[[ STUDY TEXT, beginning ]]
The annual fiscal wrangle between Wake County’s governing bodies ground to a halt Monday as the Board of Commissioners approved a $1.26 billion budget on a 5–2 vote, bumping up the schools’ allocation by $5 million over the county manager’s recommendation to provide $430.9 million in local funding.

Commissioner Matt Calabria, who moved to include the extra $5 million, acknowledged that Wake County schools would still lag beyond many other counties in the state even with the increase.

Use of a recent $1.5 million rise in sales tax revenues and transfers from debt service and capital funds meant that the property tax increase needed to fund the budget could remain at 1.45 cents per $100 in assessed value. That’s the rate recommended by county manager Jim Hartmann in his budget proposal.
While receiving less than the school board’s request for a $45 million increase, Wake schools will get $21 million in new funding.

“We certainly have a long way to go,” Calabria said. “We have done a great deal, but we have a lot of catching up to do.”

Commissioners Greg Ford and Jessica Holmes—a former principal and an attorney with the N.C. Association of Educators, respectively—voted against the budget and opposed Calabria’s motion as insufficient to meet the growing system’s needs. Ford referred to Calabria’s funding mechanisms as “sleight of hand.”

“I cannot support this budget because it doesn’t go far enough to support education,” Holmes said.

School board member Jim Martin, attending the the county commission meeting along with colleague Kathy Hartenstine, called the budget disappointing.

“The big picture is that it’s a status quo budget,” Martin said. “It just meets growth and inflation. It’s a subsistence budget.”

Commissioner John Burns pointed out, as Hartmann had in his initial presentation, that the budget would represent the fourth straight year of county property tax increases.

Board chairman Sig Hutchinson voted for the deal on the basis of keeping the tax increase down, as did Burns, Calabria, Erv Portman, and James West. All emphasized their support for the schools.

“I believe in my manager and I believe in his proposal,” West said, calling the $5 million only a start on funding the schools adequately. “One thing that I have observed is the lack of true community engagement.”

Portman said the county should not raise the tax rate every year without solving long-running problems and should seek a longer-term means of funding. In a separate, successful motion, Calabria asked for a better working relationship between the commission and the school board, a route he said would help forestall the annual brouhahas between the two panels.

The school board had requested a $45 million increase in funding, citing needs including counselors, new schools, improved salaries, and a beefed-up office of equity affairs to help deal with a recent spate of racial conflicts.

A central disagreement between the panels concerned the school board’s practice of holding over money from year to year to deal with emergencies. Hartmann said the schools should spend their reserves and rely on the commissioners to help with unanticipated needs. Hartmann’s budget proposed that a $16 million allocation from the county be supplemented with $21 million in held-over funds, an amount that would require a 1.45-cent property tax increase.
[[ STUDY TEXT, end ]]
[[ DATASET RECORDS, beginning ]]
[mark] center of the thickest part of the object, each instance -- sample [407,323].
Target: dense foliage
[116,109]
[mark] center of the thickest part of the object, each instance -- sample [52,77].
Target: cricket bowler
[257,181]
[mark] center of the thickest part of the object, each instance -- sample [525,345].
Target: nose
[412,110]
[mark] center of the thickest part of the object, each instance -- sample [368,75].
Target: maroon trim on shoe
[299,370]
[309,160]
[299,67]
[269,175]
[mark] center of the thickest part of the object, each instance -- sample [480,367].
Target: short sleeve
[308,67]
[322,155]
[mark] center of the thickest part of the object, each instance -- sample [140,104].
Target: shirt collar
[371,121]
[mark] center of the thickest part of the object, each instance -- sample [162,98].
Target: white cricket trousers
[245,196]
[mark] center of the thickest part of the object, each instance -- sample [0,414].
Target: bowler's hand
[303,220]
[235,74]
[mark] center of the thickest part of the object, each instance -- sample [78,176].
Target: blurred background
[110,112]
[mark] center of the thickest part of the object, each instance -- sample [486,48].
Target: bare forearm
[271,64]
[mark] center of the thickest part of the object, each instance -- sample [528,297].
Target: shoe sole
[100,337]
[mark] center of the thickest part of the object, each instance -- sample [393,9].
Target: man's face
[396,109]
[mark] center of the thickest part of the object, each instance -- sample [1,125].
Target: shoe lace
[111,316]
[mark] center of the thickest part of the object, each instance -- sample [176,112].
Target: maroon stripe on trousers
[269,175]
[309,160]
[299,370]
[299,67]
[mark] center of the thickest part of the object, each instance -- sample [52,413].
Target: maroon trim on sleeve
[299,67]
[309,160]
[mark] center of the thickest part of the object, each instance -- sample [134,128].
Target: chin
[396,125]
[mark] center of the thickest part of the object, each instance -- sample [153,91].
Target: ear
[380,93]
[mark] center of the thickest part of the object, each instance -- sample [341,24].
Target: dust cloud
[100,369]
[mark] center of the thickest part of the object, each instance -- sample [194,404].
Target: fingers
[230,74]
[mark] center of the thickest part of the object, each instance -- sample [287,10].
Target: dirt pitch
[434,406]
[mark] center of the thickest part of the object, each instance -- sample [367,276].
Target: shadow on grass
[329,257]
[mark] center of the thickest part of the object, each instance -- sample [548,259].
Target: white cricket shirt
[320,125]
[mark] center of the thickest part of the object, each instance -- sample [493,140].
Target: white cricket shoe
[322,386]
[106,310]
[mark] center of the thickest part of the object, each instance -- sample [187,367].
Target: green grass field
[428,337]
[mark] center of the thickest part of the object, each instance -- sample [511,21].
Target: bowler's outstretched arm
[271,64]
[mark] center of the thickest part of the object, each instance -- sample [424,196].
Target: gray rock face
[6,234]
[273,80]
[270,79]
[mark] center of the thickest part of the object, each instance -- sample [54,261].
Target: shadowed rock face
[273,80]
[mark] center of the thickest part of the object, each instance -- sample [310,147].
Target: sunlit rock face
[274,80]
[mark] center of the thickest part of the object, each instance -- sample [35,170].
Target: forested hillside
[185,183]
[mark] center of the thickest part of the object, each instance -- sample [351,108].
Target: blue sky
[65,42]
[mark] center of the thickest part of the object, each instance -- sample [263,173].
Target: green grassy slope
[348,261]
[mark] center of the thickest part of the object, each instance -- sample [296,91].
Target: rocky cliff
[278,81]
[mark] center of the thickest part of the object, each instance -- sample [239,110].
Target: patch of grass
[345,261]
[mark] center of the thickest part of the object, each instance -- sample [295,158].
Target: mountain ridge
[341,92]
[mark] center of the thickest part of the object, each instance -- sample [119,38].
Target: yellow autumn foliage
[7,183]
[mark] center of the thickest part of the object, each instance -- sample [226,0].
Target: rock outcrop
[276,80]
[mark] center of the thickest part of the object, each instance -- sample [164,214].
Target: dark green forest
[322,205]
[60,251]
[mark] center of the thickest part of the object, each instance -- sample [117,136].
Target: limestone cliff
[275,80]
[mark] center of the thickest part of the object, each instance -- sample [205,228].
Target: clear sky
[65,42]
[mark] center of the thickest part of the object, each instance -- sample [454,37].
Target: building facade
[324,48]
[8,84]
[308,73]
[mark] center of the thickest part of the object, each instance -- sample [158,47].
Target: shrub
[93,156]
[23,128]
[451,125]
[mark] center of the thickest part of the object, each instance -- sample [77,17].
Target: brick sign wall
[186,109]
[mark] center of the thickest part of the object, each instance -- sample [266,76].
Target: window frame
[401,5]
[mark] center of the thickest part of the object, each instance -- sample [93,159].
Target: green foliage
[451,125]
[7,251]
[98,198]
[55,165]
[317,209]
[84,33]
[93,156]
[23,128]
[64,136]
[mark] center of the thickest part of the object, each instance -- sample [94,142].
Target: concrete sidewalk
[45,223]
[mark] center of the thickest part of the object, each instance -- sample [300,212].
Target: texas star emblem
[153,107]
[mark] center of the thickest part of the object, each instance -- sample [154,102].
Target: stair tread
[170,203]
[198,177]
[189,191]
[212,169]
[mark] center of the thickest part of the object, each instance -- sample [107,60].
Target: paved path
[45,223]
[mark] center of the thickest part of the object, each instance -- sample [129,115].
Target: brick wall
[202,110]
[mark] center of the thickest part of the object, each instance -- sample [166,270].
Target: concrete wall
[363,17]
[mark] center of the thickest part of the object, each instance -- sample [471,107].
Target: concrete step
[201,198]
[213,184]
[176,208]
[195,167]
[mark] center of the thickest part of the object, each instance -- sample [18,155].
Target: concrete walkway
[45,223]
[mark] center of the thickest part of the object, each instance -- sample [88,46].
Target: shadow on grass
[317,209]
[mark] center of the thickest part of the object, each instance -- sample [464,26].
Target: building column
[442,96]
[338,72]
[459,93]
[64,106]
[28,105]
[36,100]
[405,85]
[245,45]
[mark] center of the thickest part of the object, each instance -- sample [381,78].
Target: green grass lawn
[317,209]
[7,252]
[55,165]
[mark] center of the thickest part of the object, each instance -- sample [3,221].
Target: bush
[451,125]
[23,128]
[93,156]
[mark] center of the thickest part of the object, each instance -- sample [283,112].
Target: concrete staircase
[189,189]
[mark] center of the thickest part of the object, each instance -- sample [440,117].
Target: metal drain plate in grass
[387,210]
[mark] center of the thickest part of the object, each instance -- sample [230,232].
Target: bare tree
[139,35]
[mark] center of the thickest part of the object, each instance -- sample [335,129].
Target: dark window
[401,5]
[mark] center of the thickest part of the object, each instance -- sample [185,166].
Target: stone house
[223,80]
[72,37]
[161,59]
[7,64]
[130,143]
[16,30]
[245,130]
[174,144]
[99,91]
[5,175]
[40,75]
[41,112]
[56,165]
[[ DATASET RECORDS, end ]]
[[ DATASET RECORDS, beginning ]]
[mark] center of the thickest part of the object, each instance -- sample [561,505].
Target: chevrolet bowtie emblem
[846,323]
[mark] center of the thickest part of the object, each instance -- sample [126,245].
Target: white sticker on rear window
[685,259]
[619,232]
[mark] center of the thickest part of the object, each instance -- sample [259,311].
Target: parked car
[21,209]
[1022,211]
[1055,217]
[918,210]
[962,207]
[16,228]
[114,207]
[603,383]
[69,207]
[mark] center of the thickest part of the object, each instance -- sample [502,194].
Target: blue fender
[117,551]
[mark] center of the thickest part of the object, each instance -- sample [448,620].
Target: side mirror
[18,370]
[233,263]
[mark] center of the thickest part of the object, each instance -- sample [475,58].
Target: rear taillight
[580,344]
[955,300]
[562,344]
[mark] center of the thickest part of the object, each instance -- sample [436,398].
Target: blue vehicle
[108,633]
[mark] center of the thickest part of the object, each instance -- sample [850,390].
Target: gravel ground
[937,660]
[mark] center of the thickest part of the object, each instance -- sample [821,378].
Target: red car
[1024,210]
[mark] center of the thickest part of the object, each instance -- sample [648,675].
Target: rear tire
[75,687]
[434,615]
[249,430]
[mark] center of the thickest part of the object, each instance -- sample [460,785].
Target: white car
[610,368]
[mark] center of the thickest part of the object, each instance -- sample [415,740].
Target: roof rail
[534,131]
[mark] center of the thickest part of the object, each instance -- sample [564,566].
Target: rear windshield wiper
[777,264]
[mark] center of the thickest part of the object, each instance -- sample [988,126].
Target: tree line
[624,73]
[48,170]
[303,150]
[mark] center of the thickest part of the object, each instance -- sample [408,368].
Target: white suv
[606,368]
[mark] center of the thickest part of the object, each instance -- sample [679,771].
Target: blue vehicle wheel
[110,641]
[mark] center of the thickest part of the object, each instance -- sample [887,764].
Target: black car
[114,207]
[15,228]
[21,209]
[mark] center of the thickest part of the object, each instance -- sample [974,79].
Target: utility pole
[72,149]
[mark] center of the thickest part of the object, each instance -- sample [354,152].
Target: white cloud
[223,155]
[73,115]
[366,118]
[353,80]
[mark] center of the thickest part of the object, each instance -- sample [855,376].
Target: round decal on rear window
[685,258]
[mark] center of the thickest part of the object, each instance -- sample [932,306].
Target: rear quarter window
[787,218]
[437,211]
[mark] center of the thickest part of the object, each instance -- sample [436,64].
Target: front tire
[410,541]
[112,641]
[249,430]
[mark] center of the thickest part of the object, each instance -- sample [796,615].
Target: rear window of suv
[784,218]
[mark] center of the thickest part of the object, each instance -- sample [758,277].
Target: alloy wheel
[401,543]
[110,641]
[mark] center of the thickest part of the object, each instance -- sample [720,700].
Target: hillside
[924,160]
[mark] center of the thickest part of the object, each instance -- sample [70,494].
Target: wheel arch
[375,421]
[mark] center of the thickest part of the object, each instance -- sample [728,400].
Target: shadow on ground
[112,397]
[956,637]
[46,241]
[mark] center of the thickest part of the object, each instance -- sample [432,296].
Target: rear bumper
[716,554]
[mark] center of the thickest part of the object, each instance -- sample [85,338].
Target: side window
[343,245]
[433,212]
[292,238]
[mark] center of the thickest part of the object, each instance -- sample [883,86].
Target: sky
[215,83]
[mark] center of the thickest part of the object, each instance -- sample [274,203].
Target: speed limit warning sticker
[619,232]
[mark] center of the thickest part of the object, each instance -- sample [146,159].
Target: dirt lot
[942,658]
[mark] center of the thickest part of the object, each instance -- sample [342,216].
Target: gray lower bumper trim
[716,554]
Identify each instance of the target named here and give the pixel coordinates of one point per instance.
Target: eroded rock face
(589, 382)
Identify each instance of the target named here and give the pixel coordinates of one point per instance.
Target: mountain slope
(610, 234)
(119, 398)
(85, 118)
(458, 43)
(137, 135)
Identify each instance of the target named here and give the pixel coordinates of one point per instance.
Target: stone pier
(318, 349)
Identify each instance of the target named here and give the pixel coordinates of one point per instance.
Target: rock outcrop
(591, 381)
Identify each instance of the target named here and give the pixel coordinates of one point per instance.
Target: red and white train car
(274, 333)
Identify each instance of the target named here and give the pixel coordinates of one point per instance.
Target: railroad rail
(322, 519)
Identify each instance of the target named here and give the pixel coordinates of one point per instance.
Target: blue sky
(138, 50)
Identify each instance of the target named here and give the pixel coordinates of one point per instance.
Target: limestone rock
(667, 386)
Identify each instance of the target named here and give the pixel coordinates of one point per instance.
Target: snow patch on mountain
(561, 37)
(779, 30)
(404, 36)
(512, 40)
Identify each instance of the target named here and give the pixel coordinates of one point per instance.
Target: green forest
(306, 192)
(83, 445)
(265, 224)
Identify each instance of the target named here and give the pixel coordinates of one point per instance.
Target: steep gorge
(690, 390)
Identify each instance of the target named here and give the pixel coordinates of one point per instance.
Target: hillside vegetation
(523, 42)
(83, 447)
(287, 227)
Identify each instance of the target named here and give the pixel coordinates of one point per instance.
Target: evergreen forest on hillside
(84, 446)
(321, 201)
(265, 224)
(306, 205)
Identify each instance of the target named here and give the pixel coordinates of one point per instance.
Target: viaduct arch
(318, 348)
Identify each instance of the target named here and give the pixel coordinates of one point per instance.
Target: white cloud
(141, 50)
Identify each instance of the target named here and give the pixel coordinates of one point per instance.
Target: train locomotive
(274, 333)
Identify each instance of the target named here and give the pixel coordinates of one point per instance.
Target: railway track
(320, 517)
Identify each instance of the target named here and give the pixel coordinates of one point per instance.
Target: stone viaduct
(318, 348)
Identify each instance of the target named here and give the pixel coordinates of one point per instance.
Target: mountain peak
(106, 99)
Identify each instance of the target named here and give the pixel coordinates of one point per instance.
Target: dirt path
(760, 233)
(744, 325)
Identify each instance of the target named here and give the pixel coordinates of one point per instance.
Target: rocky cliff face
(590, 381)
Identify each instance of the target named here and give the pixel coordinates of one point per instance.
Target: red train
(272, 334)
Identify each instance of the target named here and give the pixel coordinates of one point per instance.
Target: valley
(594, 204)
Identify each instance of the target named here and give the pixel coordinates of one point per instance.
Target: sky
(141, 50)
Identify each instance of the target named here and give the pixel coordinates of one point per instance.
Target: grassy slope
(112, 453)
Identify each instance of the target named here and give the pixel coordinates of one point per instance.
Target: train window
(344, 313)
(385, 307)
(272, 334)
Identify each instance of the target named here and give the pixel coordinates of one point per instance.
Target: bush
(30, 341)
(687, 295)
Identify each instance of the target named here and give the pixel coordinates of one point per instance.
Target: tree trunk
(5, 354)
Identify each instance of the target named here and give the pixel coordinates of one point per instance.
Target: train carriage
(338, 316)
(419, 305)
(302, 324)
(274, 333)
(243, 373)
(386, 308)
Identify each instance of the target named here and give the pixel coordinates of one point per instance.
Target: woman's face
[[ DATASET RECORDS, end ]]
[[ DATASET RECORDS, beginning ]]
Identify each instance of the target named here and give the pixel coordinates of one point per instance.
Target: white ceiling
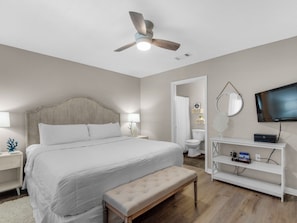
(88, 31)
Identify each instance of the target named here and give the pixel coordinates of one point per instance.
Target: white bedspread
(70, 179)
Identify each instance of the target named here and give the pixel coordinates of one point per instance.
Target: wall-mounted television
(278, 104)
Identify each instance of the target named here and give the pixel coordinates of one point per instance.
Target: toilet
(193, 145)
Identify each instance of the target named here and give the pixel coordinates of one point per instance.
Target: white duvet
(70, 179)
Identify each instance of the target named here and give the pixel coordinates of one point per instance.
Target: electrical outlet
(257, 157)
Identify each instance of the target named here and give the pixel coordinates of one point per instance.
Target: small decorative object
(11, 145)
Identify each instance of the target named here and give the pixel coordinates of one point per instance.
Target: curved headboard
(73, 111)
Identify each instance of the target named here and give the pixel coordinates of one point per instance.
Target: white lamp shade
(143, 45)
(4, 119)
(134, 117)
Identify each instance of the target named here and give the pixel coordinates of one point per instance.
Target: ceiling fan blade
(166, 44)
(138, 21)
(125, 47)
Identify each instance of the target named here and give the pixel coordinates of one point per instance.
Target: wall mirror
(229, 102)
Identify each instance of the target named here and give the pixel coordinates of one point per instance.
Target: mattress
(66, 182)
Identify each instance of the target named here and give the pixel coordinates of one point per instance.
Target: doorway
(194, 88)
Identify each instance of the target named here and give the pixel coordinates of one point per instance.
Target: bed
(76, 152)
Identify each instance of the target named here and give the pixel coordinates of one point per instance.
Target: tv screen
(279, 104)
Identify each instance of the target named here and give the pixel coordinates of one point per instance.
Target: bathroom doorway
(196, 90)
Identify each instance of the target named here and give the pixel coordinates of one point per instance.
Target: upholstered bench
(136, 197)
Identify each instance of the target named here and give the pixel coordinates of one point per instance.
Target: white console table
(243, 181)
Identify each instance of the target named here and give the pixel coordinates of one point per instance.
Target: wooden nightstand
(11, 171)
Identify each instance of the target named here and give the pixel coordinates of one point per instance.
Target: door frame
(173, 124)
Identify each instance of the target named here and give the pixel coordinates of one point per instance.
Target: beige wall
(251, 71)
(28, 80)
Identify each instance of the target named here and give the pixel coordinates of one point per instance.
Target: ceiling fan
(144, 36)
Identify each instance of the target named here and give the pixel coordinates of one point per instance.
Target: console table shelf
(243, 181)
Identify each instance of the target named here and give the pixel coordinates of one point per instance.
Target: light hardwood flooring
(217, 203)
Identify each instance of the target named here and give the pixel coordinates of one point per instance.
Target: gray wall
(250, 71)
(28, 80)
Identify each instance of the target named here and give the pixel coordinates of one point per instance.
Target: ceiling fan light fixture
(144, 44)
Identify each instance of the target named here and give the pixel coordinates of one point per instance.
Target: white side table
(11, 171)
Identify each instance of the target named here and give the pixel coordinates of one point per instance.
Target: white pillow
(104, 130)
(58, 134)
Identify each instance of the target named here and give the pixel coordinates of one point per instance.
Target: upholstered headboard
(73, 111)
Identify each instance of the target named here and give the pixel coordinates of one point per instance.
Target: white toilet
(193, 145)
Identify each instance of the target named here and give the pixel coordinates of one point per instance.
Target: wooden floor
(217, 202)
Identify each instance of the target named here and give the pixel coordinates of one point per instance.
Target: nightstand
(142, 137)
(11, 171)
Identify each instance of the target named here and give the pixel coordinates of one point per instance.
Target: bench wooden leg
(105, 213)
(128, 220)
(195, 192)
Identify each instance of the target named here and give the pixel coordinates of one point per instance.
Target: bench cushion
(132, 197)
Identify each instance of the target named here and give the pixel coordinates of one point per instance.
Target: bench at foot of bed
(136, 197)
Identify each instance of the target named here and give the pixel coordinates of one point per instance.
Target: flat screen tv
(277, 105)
[[ DATASET RECORDS, end ]]
(TASK LIST)
A. According to the budget article, how much local funding will Wake County schools receive under the approved budget?
B. List every need the budget article says the school board cited for its $45 million funding request.
C. Using the budget article, explain what let the property tax increase stay at 1.45 cents per $100 in assessed value.

(RESPONSES FOR EACH TASK)
A. $430.9 million.

B. Counselors, new schools, improved salaries, and a beefed-up office of equity affairs to help deal with a recent spate of racial conflicts.

C. The county used a recent $1.5 million rise in sales tax revenues along with transfers from debt service and capital funds. That meant the property tax increase needed to fund the budget could remain at the 1.45-cent rate recommended by county manager Jim Hartmann.